§ THE REQUEST
Filter the records below, copying every line that contains the string "renewsportscars".

BEGIN

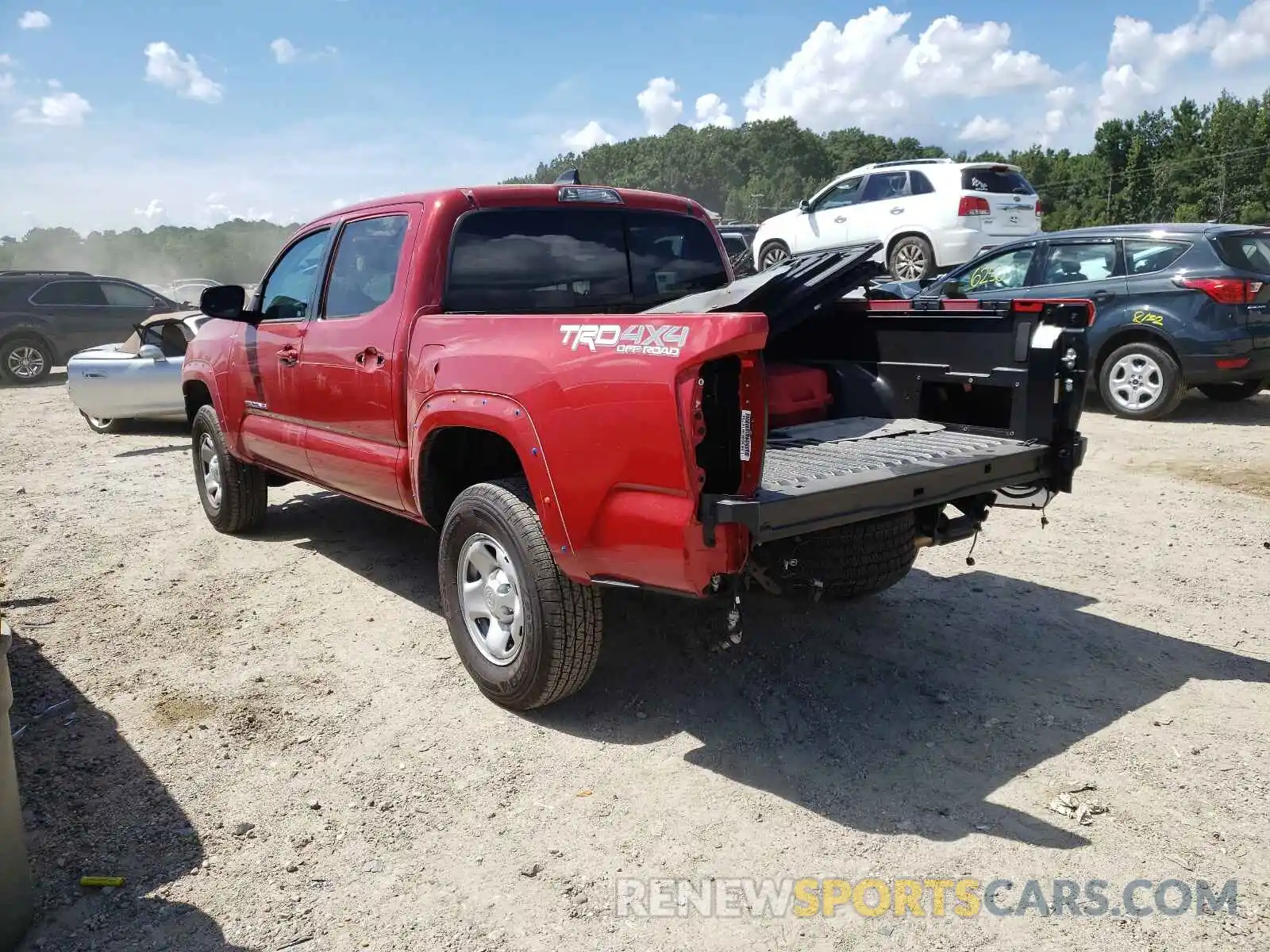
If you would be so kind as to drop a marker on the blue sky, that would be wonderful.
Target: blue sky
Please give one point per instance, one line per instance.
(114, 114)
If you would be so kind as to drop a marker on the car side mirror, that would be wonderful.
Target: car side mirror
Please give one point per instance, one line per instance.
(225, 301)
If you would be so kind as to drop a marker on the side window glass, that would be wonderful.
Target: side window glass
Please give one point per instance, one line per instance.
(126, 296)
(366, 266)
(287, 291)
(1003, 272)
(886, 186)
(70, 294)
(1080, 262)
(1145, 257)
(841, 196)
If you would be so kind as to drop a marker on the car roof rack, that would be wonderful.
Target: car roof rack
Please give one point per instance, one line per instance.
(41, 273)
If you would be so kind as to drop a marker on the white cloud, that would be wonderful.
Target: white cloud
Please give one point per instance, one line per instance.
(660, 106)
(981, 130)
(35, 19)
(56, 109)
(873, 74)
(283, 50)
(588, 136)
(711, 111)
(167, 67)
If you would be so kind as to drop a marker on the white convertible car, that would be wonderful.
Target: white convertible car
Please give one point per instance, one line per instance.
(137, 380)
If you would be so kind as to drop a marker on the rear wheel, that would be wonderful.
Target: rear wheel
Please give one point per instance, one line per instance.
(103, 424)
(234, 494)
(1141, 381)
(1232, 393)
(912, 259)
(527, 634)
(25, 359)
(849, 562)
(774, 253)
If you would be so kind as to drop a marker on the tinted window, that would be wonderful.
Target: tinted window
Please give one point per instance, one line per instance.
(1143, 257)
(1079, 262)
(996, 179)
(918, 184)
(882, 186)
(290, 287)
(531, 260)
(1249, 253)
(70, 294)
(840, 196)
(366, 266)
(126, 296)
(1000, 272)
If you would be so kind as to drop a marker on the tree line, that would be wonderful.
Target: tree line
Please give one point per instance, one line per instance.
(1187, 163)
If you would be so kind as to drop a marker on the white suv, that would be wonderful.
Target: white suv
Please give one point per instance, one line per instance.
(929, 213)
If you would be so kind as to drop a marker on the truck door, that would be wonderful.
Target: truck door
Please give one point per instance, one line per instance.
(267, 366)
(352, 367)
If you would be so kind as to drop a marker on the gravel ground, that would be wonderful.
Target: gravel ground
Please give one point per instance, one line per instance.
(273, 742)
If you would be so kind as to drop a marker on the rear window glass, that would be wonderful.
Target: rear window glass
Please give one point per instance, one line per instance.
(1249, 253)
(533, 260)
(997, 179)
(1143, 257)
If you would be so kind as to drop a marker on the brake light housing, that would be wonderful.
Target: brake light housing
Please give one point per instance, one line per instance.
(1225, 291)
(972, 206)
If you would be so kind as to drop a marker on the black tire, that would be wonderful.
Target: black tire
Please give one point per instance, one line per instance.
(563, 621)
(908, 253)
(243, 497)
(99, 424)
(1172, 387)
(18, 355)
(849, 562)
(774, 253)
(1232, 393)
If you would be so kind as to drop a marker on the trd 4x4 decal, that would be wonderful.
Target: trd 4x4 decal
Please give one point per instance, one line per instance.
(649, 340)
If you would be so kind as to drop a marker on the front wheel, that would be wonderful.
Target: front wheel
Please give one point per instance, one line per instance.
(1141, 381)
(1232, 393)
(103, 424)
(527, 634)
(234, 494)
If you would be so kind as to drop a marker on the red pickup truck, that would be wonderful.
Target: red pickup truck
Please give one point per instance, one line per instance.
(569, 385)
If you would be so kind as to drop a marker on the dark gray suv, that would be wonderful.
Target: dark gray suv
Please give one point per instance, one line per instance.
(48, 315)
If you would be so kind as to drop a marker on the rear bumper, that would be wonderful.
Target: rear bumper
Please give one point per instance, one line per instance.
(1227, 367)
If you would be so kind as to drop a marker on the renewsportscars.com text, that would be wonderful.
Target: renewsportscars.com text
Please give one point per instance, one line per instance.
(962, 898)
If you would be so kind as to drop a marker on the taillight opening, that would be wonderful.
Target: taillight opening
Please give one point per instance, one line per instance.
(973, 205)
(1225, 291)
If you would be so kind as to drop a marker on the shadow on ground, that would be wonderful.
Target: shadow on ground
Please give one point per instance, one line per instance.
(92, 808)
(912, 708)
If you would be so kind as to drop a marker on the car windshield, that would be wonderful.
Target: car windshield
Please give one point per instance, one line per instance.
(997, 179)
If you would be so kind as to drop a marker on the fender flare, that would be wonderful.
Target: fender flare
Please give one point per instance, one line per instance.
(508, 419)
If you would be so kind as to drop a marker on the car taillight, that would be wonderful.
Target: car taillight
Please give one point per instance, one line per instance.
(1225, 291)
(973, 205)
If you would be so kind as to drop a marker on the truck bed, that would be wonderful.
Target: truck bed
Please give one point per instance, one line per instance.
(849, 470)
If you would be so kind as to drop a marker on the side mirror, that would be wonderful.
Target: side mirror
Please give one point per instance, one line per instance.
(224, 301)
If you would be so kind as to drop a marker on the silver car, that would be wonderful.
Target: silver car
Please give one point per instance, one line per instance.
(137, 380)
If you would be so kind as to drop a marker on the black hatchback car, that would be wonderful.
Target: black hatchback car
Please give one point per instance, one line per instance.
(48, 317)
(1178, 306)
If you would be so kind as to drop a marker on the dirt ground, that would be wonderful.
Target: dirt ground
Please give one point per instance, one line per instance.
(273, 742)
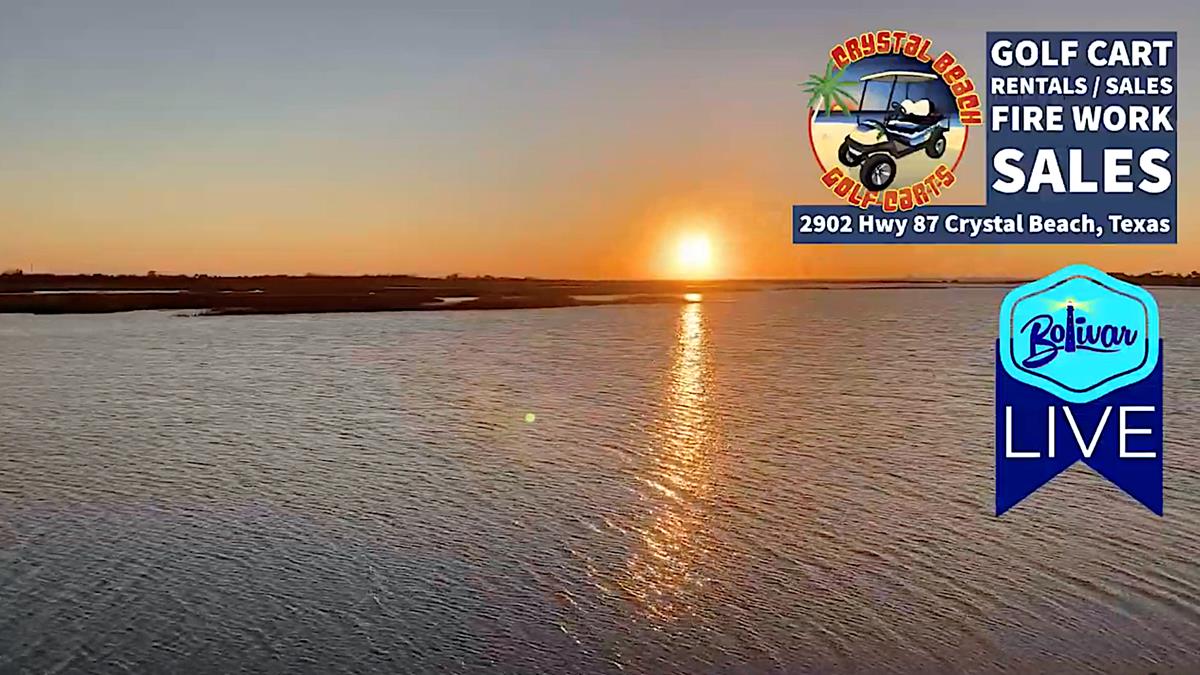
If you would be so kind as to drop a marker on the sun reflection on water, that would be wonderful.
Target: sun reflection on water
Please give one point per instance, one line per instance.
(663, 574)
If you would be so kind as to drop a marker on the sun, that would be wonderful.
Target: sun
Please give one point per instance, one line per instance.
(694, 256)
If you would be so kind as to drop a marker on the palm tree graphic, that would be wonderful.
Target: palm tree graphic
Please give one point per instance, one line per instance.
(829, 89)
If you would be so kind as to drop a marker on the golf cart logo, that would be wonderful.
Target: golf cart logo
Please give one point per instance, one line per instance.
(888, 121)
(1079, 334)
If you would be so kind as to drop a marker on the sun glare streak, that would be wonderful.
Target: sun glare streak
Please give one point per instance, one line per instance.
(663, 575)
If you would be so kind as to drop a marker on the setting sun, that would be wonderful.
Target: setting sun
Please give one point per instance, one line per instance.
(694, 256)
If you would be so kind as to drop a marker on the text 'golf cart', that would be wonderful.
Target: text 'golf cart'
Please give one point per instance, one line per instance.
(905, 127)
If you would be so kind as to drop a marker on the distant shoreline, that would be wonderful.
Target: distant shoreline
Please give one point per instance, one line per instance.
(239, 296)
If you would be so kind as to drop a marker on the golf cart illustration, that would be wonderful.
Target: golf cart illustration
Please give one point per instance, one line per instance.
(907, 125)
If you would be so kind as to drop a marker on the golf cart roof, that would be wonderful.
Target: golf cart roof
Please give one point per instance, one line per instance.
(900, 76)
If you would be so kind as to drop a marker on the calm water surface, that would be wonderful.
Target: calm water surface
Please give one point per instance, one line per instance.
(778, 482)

END
BEGIN

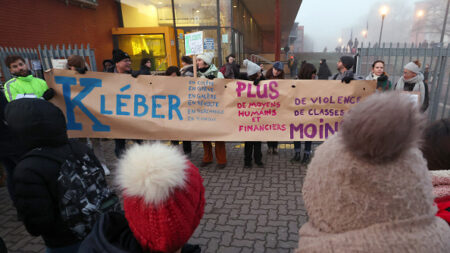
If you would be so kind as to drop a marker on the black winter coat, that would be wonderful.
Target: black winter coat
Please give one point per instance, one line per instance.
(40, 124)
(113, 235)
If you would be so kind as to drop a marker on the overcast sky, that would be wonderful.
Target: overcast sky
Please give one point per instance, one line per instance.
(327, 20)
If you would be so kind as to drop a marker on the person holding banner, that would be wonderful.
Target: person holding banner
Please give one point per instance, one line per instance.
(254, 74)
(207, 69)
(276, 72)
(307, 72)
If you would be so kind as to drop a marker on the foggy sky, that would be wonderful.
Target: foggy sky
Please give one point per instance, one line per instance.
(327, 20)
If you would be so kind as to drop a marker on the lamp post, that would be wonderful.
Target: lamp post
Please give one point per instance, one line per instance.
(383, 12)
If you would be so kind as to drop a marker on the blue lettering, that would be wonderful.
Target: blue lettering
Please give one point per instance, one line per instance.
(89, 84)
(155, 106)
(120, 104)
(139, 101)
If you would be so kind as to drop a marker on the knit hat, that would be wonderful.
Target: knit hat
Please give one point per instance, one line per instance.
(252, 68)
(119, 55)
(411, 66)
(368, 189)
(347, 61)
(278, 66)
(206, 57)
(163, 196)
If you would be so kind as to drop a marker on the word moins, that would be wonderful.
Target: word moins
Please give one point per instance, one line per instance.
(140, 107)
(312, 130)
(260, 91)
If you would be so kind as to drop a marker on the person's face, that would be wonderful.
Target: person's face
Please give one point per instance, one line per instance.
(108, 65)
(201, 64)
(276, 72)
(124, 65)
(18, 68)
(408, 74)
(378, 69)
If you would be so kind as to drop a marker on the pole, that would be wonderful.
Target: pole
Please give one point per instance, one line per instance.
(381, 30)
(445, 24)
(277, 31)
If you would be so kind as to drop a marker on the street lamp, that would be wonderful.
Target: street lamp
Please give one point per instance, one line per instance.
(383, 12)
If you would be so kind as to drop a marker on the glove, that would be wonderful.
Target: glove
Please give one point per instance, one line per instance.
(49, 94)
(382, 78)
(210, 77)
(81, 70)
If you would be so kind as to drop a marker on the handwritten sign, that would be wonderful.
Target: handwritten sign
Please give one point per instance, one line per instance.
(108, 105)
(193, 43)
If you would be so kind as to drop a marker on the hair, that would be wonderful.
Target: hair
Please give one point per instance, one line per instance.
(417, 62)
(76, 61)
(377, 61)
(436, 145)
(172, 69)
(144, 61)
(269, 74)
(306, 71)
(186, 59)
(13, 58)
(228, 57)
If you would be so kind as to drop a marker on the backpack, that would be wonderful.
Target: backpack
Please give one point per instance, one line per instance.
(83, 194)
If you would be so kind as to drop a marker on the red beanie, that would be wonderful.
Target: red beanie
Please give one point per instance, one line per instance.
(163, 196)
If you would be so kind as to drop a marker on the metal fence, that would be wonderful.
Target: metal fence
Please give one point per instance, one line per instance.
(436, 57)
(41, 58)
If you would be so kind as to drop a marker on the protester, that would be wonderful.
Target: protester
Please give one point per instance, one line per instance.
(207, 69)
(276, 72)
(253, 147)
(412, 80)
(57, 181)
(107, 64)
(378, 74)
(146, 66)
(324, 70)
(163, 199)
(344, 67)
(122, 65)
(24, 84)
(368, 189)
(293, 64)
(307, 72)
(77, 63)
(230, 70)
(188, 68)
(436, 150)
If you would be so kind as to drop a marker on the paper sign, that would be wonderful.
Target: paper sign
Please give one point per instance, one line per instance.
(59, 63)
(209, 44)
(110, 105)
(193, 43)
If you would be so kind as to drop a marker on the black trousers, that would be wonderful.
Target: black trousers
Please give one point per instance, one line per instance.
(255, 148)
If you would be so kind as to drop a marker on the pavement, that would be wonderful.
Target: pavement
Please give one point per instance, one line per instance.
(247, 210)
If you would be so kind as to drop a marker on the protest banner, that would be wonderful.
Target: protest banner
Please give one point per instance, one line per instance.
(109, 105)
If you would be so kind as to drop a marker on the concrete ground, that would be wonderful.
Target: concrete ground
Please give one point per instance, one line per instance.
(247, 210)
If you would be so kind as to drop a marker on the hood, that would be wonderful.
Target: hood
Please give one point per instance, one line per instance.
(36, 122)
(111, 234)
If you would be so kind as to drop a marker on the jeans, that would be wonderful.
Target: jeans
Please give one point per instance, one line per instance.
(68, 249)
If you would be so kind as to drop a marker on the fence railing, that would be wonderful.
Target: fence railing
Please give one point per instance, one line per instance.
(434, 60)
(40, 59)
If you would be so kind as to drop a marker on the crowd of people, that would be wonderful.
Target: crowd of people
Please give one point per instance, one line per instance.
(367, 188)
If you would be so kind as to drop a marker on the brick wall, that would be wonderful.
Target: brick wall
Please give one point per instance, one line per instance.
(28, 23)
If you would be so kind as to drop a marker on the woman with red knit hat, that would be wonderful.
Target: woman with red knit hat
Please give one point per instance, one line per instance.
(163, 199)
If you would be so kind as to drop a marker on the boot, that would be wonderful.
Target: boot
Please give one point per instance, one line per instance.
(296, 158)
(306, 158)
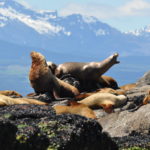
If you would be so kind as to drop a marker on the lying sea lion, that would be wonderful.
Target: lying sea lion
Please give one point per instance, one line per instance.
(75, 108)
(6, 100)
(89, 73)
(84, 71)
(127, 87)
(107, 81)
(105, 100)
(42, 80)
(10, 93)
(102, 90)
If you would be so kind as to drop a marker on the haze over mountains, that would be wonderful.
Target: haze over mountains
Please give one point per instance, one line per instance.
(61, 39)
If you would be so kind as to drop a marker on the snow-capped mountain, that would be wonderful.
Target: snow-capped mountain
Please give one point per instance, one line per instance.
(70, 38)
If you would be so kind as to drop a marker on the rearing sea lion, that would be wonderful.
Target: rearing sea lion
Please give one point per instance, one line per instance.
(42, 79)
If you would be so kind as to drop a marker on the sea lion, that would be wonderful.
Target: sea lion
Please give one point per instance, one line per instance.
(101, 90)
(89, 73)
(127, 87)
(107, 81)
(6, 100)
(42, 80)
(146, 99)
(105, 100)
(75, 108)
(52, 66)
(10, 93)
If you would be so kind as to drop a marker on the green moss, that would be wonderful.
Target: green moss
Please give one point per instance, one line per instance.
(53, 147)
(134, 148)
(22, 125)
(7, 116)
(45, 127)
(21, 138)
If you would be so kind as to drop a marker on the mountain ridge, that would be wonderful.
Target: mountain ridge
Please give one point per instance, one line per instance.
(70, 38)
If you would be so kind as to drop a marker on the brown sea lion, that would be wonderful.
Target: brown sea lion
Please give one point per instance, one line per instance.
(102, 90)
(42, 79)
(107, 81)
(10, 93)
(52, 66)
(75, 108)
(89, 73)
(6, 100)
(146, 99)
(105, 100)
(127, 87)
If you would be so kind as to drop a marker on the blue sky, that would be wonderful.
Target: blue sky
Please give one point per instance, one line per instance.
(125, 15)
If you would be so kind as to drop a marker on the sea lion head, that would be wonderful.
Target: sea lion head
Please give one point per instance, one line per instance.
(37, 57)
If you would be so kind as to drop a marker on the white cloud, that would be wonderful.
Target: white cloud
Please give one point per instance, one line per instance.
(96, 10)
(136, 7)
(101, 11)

END

§ TASK RESPONSE
If you would be so kind as to drop a marker on the renewsportscars.com text, that would be wonderful.
Target: renewsportscars.com text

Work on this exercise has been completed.